* Action item
Go through the data that follows and restate each line exactly as it reads.

==== Records for this exercise ====

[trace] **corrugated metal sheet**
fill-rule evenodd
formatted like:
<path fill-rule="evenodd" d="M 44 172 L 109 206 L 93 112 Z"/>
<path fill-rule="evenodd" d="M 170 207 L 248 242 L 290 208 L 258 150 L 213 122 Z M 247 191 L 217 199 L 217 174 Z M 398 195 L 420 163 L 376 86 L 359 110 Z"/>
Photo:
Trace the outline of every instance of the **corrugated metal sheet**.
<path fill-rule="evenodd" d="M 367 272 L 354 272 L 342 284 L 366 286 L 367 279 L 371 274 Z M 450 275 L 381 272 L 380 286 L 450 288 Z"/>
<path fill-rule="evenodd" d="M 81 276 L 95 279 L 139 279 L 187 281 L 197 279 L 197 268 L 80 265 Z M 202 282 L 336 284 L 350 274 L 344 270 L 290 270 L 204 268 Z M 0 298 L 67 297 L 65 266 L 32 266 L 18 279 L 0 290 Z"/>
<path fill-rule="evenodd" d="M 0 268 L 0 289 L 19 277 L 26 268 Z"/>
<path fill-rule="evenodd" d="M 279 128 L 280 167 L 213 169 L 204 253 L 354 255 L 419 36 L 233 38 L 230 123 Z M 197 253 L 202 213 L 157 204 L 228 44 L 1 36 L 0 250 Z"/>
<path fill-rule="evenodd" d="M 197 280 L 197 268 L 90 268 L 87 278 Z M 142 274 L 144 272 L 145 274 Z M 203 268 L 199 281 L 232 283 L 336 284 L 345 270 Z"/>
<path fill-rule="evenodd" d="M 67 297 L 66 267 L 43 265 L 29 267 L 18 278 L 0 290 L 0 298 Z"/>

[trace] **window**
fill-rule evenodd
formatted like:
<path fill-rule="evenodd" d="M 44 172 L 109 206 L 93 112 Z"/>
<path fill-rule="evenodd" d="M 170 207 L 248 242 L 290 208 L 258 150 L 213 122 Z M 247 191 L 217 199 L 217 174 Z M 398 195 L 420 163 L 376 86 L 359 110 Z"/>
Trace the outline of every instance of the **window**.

====

* Solution to this task
[trace] **corrugated metal sheet**
fill-rule evenodd
formatted like:
<path fill-rule="evenodd" d="M 44 172 L 109 206 L 93 112 Z"/>
<path fill-rule="evenodd" d="M 170 207 L 248 242 L 290 208 L 258 150 L 213 122 Z M 247 191 L 217 199 L 217 174 Z M 398 195 L 420 163 L 376 86 L 359 110 Z"/>
Photo:
Trace the outline of every instance of the **corrugated metal sheet**.
<path fill-rule="evenodd" d="M 367 272 L 354 272 L 342 284 L 366 286 L 367 279 L 371 274 Z M 450 275 L 381 272 L 380 286 L 450 288 Z"/>
<path fill-rule="evenodd" d="M 81 276 L 95 279 L 139 279 L 187 281 L 197 279 L 197 268 L 80 265 Z M 202 282 L 336 284 L 350 274 L 344 270 L 290 270 L 204 268 Z M 0 298 L 67 297 L 65 266 L 32 266 L 18 279 L 0 290 Z"/>
<path fill-rule="evenodd" d="M 0 268 L 0 289 L 19 277 L 26 268 Z"/>
<path fill-rule="evenodd" d="M 279 128 L 280 167 L 213 169 L 204 253 L 354 255 L 419 36 L 233 38 L 230 123 Z M 197 253 L 202 213 L 157 204 L 228 44 L 1 36 L 0 250 Z"/>
<path fill-rule="evenodd" d="M 197 280 L 197 268 L 90 268 L 87 278 Z M 142 274 L 144 272 L 145 274 Z M 203 268 L 199 281 L 232 283 L 336 284 L 345 270 Z"/>
<path fill-rule="evenodd" d="M 67 297 L 66 267 L 43 265 L 29 267 L 18 278 L 0 290 L 0 298 Z"/>

[trace] **window**
fill-rule evenodd
formatted like:
<path fill-rule="evenodd" d="M 44 172 L 109 206 L 93 112 Z"/>
<path fill-rule="evenodd" d="M 170 207 L 248 242 L 290 208 L 258 150 L 213 122 Z M 247 191 L 217 199 L 217 174 Z M 398 195 L 420 163 L 376 86 L 359 110 Z"/>
Trace the outline of every instance of the **window**.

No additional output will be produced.